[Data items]
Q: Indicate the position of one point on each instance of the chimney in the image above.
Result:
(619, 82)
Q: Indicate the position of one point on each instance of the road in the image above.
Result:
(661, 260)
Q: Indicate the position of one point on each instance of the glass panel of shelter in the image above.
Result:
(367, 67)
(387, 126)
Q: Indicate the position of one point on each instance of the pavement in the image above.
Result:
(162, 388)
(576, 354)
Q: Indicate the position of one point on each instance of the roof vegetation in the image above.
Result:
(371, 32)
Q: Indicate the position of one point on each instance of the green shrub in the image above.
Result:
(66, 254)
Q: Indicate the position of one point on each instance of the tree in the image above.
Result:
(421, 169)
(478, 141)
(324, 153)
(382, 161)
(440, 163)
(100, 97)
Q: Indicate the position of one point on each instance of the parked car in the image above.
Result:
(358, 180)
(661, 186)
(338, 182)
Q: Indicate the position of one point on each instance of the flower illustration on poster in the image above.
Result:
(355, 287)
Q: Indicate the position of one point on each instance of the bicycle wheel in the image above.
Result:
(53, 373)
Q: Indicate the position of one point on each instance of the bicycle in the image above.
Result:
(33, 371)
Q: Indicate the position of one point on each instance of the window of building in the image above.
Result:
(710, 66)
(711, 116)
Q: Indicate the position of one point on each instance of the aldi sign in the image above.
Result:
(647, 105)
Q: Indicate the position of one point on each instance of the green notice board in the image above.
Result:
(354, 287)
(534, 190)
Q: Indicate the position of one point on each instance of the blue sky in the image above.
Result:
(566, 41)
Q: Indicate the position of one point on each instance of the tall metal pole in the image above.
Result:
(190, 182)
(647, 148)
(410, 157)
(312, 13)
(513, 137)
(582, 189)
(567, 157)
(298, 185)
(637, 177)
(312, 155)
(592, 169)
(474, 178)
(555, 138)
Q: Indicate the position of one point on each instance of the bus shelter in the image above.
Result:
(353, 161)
==
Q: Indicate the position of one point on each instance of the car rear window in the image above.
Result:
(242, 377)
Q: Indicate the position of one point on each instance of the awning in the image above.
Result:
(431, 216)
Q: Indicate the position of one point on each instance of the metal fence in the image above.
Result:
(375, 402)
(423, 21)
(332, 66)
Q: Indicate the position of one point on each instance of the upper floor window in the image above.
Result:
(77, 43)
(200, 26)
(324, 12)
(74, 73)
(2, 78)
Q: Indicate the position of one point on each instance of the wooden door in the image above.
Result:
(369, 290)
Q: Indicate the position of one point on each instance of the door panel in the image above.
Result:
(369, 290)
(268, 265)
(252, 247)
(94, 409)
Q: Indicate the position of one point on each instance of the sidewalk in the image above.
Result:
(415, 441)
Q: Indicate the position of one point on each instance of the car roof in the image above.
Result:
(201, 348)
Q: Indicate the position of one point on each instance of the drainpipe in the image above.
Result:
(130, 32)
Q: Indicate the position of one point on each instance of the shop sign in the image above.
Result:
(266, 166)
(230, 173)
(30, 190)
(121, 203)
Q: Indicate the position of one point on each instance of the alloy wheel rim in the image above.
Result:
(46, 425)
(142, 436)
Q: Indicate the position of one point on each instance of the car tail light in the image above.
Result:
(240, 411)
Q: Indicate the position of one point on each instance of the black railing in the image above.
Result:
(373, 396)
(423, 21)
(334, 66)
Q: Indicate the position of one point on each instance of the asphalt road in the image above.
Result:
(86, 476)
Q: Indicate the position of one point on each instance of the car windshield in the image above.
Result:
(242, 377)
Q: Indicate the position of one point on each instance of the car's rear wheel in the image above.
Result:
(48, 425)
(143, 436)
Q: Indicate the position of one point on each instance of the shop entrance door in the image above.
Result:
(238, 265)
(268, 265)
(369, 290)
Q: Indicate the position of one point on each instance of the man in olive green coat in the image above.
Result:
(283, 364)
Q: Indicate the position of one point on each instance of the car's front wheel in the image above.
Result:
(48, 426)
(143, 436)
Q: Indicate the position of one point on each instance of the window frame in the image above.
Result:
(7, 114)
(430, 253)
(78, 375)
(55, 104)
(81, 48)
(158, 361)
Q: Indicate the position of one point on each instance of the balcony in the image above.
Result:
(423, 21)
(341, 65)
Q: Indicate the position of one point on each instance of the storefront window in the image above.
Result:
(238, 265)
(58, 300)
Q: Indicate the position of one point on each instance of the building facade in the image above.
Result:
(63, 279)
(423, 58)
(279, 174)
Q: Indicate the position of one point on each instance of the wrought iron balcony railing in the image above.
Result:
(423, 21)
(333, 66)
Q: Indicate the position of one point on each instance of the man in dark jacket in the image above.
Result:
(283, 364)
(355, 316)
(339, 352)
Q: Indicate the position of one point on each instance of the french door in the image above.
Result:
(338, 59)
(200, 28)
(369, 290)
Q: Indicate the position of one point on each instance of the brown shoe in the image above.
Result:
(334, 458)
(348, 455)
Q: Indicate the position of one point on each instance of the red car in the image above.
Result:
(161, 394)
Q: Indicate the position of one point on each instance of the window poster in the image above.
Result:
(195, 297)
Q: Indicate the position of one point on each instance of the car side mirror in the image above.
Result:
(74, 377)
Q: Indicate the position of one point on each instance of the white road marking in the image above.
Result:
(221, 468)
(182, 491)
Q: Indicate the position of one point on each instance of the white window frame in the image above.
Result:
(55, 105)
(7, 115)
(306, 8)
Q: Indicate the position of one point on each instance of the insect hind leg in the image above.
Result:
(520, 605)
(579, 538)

WORK REQUEST ▸ Will you return exactly the lines above from the one with "awning in the image above." down to the one with "floor window in the image above.", counting both as part of the range?

TASK RESULT ▸
Q: Indicate the position of one point on each instance of the awning in the image above.
Result:
(431, 216)
Q: Indicate the position of one point on each instance of the metal fence in the image above.
Result:
(375, 402)
(423, 21)
(332, 66)
Q: Indicate the position of one point on each instance of the upper floor window in the image above.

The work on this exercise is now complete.